# Task instructions:
From the records below, print exactly the lines starting at the one containing "Mark each instance of the cloud with" and ending at the one containing "x=324 y=346", ends included, and nothing else.
━━━━━ The data ━━━━━
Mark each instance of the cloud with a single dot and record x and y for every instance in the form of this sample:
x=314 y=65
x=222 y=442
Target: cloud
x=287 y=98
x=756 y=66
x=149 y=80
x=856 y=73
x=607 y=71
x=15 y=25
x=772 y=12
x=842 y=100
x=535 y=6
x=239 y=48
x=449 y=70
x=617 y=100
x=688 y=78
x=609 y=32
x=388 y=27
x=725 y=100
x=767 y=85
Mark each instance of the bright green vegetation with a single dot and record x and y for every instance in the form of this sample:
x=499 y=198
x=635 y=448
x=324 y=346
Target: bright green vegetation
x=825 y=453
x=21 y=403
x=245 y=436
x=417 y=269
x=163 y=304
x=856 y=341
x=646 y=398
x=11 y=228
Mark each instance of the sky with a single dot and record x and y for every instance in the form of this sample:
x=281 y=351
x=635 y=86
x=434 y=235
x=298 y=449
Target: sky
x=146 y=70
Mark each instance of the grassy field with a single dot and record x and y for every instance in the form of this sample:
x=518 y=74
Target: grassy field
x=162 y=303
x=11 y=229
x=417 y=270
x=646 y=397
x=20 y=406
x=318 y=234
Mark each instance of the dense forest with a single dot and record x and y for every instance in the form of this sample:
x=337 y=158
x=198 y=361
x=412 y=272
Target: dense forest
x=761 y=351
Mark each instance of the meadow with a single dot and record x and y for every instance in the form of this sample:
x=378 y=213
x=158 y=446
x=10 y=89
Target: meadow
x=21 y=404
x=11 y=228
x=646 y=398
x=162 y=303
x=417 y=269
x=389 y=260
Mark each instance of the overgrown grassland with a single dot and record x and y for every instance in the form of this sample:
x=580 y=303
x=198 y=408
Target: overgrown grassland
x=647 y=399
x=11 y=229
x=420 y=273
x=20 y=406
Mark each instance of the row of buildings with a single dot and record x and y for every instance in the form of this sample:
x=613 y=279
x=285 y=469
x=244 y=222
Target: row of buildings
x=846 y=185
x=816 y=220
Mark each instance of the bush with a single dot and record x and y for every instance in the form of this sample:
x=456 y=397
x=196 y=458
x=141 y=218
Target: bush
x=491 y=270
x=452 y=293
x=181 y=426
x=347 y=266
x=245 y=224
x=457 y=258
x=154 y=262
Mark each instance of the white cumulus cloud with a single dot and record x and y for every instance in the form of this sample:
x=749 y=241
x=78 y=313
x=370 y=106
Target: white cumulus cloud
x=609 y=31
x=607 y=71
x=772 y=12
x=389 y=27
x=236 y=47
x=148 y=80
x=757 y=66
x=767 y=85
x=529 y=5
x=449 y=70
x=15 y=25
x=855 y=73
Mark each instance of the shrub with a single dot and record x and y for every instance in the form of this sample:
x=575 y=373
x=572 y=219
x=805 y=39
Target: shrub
━━━━━
━━━━━ The data ━━━━━
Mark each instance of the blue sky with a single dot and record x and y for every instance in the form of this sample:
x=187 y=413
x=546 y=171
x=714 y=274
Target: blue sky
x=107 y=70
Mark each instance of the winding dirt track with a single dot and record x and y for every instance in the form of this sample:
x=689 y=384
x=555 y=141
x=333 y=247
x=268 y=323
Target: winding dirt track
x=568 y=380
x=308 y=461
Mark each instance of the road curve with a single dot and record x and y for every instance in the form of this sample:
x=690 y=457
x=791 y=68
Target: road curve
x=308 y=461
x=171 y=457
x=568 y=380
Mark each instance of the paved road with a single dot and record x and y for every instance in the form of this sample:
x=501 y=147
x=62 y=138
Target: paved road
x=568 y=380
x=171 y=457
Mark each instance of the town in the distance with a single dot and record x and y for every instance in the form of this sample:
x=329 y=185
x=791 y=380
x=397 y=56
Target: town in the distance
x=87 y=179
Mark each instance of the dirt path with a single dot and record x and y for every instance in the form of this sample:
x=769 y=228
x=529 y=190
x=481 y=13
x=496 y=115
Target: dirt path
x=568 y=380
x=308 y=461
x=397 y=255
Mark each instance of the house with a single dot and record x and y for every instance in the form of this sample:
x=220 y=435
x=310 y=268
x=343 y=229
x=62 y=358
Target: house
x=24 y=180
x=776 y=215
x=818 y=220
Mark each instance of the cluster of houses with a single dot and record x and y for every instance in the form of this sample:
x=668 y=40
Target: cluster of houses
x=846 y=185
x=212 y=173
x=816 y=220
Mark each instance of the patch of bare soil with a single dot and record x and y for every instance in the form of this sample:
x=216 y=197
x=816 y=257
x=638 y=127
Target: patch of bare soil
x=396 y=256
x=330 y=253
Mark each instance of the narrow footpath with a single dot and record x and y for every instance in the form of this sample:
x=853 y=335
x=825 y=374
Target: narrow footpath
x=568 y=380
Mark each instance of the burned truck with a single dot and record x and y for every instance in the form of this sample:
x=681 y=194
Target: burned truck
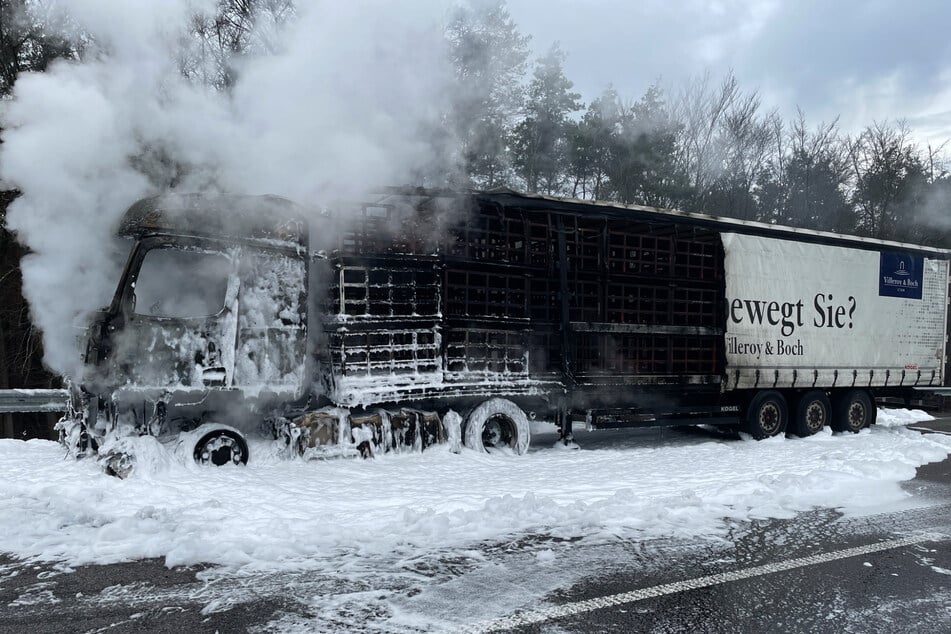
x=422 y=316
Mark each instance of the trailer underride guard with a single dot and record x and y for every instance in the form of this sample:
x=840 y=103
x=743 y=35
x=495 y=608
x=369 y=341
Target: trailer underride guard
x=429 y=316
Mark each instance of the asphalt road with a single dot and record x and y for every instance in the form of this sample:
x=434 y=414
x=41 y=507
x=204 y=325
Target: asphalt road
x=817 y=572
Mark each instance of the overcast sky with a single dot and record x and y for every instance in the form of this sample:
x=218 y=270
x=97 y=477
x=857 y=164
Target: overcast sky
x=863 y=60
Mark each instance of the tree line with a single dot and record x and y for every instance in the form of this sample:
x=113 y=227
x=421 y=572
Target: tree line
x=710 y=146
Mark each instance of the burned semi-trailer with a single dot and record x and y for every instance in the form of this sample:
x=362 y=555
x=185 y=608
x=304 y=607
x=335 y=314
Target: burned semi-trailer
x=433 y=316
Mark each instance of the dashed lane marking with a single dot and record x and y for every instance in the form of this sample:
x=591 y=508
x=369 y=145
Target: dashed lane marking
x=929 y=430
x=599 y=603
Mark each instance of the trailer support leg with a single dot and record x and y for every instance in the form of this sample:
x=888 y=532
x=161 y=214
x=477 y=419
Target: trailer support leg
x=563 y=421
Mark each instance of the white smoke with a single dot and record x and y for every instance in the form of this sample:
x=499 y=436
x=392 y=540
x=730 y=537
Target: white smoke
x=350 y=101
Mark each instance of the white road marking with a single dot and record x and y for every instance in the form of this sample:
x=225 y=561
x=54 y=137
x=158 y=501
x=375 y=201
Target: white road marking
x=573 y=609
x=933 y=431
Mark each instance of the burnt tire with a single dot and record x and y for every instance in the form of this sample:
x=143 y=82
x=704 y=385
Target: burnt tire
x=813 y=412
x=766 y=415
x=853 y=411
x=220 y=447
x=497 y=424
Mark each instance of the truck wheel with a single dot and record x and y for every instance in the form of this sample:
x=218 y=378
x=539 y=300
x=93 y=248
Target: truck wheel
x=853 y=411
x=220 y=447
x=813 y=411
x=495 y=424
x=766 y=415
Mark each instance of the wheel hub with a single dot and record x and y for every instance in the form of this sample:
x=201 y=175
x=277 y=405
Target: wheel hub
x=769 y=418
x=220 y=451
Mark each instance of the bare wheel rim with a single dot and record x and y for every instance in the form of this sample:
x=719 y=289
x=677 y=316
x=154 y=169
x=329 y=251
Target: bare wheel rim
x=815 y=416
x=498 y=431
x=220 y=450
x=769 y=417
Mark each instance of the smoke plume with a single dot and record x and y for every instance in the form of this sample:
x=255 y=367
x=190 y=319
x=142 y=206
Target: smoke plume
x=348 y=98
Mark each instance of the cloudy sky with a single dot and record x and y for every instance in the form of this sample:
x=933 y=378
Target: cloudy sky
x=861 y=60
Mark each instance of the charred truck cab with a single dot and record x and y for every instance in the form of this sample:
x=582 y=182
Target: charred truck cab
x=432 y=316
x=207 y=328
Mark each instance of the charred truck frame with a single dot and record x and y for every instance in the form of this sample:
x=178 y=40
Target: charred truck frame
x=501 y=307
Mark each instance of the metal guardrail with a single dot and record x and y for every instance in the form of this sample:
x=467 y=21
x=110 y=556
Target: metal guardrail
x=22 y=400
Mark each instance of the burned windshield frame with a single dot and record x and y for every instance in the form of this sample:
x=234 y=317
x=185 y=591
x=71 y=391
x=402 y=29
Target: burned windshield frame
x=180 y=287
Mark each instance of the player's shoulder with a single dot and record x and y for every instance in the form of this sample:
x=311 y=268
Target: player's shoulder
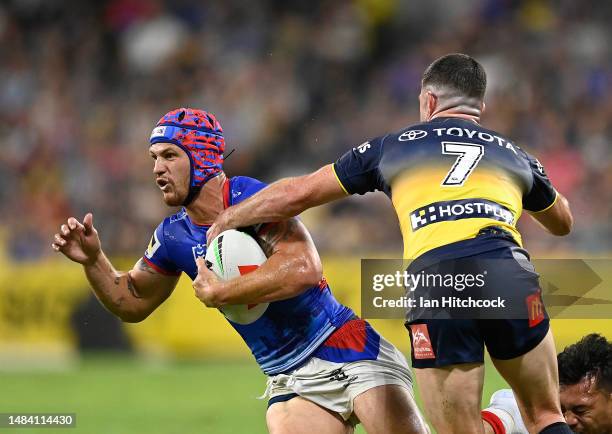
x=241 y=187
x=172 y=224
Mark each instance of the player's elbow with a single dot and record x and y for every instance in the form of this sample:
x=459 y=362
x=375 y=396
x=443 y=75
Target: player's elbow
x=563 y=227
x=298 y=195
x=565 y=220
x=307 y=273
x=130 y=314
━━━━━
━━━━━ The data ━━━━━
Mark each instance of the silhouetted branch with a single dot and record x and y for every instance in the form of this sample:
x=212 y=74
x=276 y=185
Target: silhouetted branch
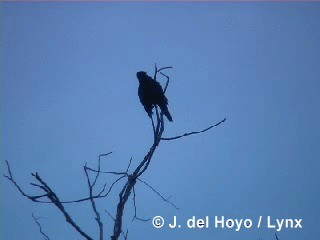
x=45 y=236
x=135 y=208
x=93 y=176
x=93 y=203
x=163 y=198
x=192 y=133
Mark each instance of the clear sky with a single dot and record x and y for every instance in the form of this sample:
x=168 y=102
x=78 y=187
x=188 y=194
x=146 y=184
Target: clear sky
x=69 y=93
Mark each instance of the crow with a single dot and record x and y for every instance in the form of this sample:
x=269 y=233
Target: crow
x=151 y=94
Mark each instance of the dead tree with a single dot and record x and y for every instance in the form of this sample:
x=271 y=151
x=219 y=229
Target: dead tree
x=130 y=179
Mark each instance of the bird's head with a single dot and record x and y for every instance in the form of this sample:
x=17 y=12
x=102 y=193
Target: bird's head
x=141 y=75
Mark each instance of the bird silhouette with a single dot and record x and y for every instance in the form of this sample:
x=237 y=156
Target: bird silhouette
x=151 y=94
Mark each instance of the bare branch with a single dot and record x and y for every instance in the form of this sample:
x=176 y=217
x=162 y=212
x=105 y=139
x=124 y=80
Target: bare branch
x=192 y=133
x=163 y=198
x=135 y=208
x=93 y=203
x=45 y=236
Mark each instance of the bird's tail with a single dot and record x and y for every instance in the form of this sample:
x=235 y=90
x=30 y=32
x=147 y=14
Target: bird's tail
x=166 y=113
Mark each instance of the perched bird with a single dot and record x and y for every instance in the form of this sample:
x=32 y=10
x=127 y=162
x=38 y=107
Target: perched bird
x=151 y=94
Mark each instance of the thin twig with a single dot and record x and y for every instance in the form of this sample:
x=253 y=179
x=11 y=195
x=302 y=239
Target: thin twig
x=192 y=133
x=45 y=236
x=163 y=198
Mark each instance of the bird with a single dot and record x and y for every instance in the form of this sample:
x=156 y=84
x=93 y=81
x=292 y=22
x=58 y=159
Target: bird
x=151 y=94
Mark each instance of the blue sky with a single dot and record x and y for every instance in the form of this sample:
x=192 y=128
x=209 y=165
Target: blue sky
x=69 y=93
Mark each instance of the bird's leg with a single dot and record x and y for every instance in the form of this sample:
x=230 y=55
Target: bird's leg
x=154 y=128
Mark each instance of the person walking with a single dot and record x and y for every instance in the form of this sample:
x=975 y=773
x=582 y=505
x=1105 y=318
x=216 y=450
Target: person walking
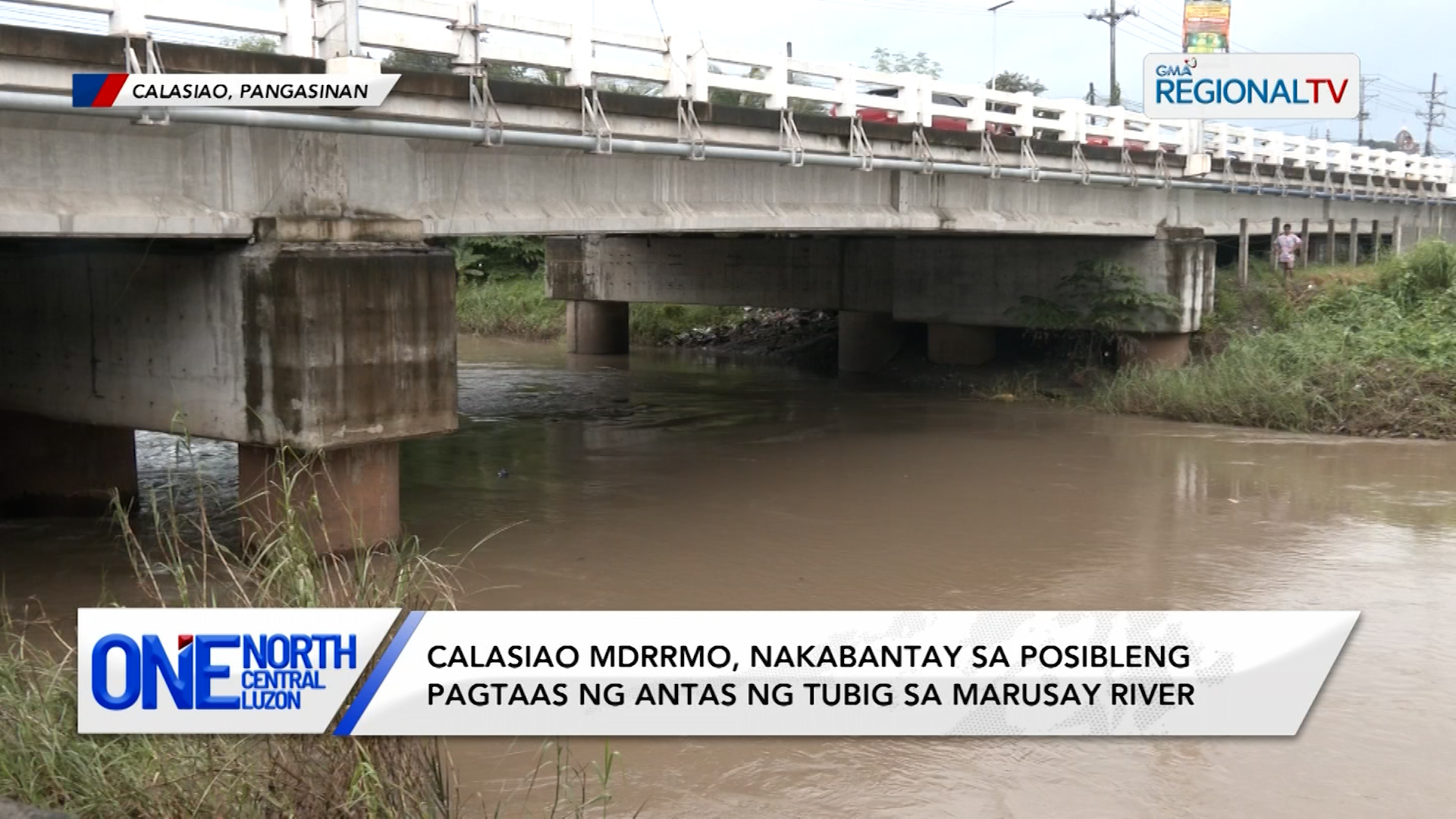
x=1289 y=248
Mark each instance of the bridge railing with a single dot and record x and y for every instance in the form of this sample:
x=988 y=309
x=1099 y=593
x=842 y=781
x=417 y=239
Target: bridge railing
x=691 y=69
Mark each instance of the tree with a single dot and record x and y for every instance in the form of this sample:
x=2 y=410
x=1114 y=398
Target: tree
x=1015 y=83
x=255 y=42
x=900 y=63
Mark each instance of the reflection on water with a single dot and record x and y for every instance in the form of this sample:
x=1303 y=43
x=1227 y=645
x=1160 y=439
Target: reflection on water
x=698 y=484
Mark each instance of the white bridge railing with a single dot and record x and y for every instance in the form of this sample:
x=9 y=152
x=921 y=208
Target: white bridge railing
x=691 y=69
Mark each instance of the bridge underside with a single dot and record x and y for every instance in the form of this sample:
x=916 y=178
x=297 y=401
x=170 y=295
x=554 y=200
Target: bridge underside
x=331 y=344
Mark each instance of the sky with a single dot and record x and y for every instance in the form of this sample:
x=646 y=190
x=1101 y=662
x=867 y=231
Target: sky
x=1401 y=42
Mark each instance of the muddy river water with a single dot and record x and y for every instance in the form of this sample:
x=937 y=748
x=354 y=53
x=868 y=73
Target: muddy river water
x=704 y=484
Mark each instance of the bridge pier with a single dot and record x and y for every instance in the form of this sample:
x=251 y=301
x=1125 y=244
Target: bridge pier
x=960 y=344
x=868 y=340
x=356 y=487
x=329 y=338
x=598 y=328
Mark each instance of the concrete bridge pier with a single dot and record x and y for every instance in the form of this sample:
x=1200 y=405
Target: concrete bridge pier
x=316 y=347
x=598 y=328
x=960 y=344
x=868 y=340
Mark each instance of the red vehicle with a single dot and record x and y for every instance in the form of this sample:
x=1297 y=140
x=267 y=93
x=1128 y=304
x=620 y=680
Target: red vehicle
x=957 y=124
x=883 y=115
━━━━━
# Answer section:
Mark each instance of the cloud with a single dot and record x and y for every instance in the form of this sample:
x=314 y=65
x=222 y=442
Target: cloud
x=287 y=98
x=756 y=66
x=149 y=80
x=856 y=73
x=607 y=71
x=15 y=25
x=772 y=12
x=842 y=100
x=535 y=6
x=239 y=48
x=449 y=70
x=617 y=100
x=688 y=78
x=609 y=32
x=388 y=27
x=725 y=100
x=767 y=85
Mark each instance of the bright green vegetation with a single dot and record x and y for every instance in the form of this sample:
x=499 y=198
x=635 y=448
x=324 y=346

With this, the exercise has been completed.